[Object position labeling lines]
----

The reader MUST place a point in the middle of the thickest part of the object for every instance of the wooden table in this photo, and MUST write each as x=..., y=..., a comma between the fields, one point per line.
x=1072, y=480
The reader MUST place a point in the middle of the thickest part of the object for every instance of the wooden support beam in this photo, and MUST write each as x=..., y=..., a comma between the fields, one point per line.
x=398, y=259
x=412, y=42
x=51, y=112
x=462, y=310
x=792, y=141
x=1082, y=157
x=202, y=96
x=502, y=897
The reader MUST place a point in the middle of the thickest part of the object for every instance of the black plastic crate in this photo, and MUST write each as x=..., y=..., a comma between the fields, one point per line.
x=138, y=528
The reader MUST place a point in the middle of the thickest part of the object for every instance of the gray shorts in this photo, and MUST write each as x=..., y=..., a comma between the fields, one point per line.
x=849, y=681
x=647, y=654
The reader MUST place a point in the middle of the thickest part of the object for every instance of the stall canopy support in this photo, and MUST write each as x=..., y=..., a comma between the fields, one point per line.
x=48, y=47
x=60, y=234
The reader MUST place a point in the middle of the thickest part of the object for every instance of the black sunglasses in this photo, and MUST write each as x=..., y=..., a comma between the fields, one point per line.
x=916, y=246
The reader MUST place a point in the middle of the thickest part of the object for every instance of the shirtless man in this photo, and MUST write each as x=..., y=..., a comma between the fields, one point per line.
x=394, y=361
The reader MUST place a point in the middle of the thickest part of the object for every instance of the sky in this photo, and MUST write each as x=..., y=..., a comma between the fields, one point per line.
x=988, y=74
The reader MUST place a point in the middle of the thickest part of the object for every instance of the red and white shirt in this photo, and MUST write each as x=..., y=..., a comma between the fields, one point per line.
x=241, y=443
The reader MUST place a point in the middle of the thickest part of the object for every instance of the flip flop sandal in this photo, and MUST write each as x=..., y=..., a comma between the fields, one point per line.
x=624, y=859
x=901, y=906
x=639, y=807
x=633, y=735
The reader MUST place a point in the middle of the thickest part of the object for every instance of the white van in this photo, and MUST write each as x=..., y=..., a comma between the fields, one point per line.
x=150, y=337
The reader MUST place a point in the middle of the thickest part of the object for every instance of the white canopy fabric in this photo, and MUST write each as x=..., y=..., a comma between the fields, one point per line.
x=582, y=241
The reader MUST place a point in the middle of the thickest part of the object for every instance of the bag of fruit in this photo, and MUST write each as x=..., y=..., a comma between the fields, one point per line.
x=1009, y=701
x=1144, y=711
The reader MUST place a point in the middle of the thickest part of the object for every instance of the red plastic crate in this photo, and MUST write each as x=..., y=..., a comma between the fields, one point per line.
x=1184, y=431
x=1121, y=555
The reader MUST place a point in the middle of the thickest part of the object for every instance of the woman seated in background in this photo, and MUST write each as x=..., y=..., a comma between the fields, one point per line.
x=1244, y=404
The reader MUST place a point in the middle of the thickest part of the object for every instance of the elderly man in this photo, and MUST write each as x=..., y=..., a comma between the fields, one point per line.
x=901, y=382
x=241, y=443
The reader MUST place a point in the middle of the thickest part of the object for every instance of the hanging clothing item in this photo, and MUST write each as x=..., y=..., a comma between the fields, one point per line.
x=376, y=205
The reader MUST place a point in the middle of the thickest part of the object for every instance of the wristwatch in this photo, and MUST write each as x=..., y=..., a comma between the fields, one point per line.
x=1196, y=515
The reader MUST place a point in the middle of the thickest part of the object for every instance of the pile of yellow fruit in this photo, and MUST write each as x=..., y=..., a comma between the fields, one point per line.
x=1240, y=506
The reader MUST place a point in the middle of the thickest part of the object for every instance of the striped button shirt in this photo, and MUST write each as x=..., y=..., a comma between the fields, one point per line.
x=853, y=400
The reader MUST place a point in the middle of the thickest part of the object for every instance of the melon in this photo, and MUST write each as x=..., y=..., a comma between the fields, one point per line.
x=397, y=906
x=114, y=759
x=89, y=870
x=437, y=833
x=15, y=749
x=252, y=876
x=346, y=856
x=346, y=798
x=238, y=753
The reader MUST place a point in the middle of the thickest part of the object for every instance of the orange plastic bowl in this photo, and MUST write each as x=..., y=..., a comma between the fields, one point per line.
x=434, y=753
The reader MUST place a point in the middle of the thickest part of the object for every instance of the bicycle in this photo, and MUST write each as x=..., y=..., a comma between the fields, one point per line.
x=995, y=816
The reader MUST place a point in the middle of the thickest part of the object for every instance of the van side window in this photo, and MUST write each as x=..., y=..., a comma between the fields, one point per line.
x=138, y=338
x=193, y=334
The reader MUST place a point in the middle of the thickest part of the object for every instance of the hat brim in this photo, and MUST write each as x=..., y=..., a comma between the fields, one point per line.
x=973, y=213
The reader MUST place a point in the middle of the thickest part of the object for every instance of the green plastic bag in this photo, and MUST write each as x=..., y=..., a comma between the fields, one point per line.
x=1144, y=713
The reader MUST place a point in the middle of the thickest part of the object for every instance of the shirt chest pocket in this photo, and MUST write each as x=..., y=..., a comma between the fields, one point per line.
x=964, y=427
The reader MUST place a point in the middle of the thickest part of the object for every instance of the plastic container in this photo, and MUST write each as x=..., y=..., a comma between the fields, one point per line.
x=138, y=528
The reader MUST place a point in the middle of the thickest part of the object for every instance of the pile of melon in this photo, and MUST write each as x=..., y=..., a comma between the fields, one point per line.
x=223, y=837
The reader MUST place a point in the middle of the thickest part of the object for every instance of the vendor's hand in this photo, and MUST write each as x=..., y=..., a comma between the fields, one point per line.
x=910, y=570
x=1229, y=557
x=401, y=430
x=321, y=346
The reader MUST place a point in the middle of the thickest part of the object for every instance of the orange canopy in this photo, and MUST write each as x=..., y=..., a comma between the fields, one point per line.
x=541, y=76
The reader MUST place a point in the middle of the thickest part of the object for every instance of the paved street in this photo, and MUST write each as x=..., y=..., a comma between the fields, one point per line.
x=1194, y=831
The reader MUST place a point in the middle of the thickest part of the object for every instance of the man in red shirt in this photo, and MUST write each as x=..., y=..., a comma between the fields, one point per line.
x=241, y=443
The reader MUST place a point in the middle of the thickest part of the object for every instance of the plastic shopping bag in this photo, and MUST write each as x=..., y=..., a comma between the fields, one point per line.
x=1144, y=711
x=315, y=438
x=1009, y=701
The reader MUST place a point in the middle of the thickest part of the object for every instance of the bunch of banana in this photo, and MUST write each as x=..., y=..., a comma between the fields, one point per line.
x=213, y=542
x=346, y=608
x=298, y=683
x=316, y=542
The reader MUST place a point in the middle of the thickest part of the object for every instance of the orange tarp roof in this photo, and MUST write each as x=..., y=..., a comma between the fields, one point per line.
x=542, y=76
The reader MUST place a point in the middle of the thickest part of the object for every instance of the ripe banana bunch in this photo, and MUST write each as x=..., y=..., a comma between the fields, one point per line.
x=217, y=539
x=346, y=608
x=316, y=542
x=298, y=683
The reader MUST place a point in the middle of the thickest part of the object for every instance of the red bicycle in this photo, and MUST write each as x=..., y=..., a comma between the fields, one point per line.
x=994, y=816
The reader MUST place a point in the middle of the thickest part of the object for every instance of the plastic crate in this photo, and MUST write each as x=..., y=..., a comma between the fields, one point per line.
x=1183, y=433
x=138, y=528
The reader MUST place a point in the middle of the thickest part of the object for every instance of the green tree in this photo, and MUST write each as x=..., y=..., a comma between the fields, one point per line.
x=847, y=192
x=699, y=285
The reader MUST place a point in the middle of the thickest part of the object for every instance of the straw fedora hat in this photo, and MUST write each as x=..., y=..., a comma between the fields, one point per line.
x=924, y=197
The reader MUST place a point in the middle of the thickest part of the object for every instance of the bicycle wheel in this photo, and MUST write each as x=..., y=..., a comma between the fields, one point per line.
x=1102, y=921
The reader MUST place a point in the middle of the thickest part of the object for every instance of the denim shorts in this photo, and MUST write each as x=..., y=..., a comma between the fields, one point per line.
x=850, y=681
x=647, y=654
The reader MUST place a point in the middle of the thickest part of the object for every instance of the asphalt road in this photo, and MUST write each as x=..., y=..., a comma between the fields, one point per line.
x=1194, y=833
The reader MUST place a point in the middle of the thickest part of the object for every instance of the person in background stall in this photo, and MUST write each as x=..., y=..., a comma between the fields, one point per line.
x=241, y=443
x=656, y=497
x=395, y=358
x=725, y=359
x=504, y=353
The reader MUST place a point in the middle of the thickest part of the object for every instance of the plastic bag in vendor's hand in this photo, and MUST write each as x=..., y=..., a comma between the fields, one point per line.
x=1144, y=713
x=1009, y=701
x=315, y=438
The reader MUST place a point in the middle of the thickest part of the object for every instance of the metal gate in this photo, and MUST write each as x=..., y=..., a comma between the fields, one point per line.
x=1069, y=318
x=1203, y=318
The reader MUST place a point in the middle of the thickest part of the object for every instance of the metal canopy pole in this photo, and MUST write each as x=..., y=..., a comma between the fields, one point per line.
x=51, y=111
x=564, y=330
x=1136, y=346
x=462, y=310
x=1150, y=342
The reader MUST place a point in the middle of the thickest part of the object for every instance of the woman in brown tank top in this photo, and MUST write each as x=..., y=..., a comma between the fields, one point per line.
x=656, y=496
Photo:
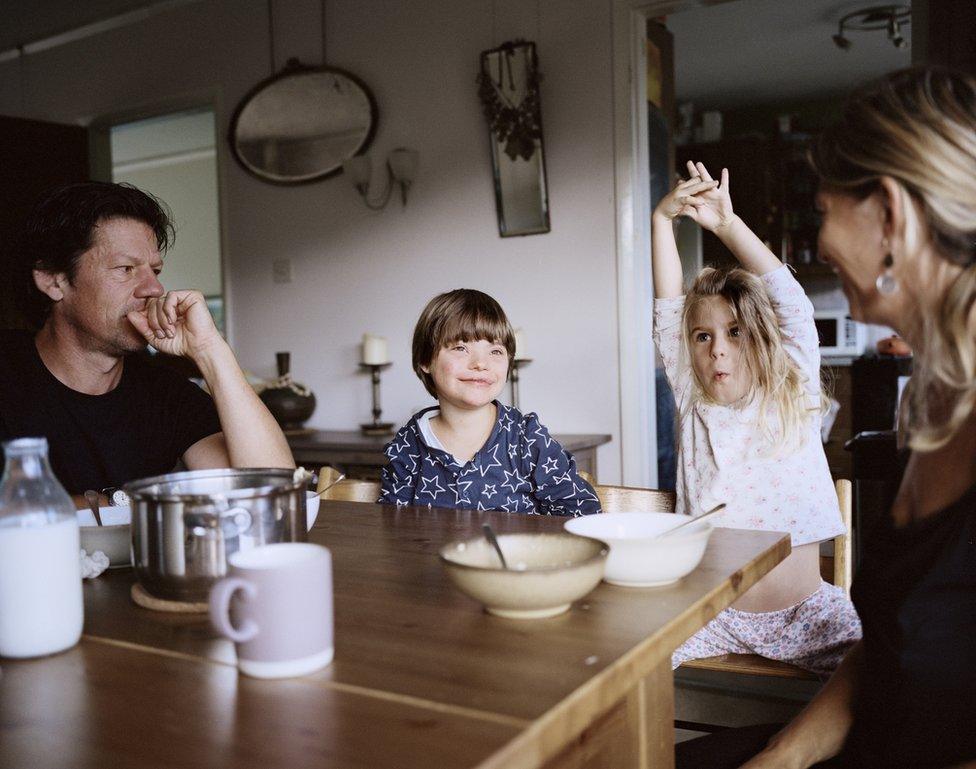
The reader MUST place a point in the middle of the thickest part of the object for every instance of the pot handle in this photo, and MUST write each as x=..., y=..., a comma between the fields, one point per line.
x=220, y=597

----

> [Work to be completed]: Please give the lines above as a Markdown table with the columns Row and Line, starting at the line that contains "of the person" and ending at the line that contains "x=504, y=353". Leave out any blank lines.

> [The solution]:
| Row | Line |
|---|---|
| 1 | The reader MUST place a point in the middle of the thickest part of the object for every instance of the person in background stall in this photo, and MUST write each as x=..., y=..., a comma between the fields, one point per line. |
| 2 | x=241, y=443 |
| 3 | x=656, y=497 |
| 4 | x=395, y=358 |
| 5 | x=725, y=359 |
| 6 | x=504, y=353 |